The answer should be the exact lines from the line containing "Reviewer note: check that each instance of the maple" through the last line of the material below, with no pictures.
= Beginning of Section =
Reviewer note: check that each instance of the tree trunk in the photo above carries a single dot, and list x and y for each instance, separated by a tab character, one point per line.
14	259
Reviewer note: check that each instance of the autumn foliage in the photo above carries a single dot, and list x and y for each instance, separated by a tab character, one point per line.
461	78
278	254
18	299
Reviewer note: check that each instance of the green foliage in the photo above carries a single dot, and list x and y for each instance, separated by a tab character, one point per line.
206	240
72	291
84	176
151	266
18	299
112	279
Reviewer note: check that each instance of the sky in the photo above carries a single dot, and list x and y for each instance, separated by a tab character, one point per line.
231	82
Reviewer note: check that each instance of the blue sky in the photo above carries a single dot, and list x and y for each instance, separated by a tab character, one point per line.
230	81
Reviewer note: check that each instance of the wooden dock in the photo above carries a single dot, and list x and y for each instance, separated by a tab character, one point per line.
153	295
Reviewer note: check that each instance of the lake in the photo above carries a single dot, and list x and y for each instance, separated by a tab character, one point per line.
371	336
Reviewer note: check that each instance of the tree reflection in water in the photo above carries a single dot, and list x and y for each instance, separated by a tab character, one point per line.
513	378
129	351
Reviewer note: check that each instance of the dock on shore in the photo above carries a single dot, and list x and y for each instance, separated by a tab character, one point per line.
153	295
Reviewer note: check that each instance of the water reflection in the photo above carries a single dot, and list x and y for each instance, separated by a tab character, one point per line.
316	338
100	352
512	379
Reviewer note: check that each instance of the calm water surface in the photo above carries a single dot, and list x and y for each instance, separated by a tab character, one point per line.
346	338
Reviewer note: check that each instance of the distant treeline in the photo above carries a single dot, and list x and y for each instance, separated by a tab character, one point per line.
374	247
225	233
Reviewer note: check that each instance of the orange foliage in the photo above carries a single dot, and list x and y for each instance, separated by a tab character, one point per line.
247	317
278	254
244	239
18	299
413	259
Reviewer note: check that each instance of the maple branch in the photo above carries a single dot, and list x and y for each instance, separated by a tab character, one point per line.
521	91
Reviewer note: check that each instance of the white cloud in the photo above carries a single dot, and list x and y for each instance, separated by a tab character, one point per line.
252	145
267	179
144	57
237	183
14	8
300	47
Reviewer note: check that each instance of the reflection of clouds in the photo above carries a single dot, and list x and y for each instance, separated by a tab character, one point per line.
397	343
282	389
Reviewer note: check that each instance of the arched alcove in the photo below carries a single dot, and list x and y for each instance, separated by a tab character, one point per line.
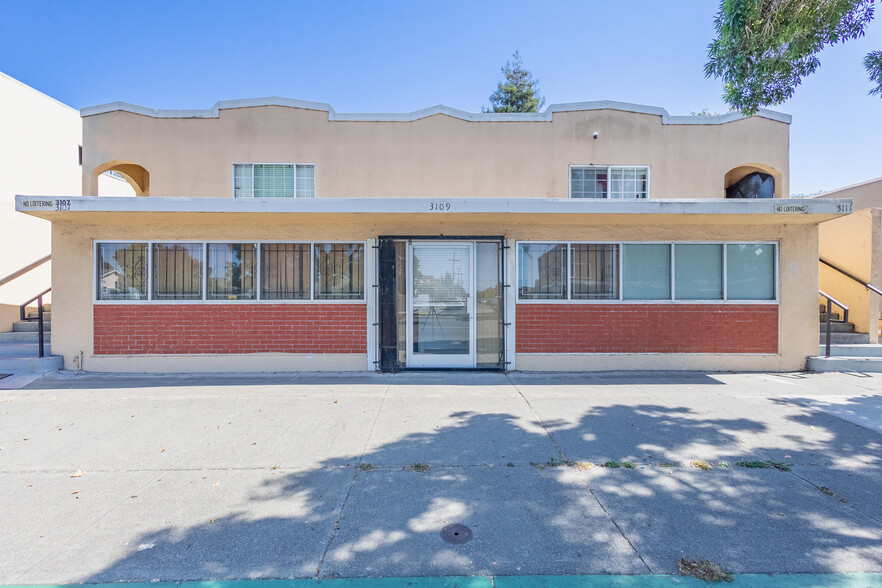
= End of Section =
## REPLY TO THE TASK:
Reviewer note: check that each instance of the maple branch in the photo above carries a single dot, and list x and y for each instance, separated by a tab character, one point per line.
521	91
Reviewer note: check that each instance of the white cloud in the photo above carries a single dot, and list x and y for each instance, separated by a tab character, one point per line.
252	145
267	179
144	57
237	183
14	8
300	47
Reviewer note: check that each instance of the reflection of clouds in the photo above carries a single dot, and list x and y for each instance, separated by a tab character, one point per line.
397	343
282	389
Reviewer note: check that each instance of the arched alcove in the photo below carries a single dot, and list x and y for each instance, separated by a tab character, one point per line.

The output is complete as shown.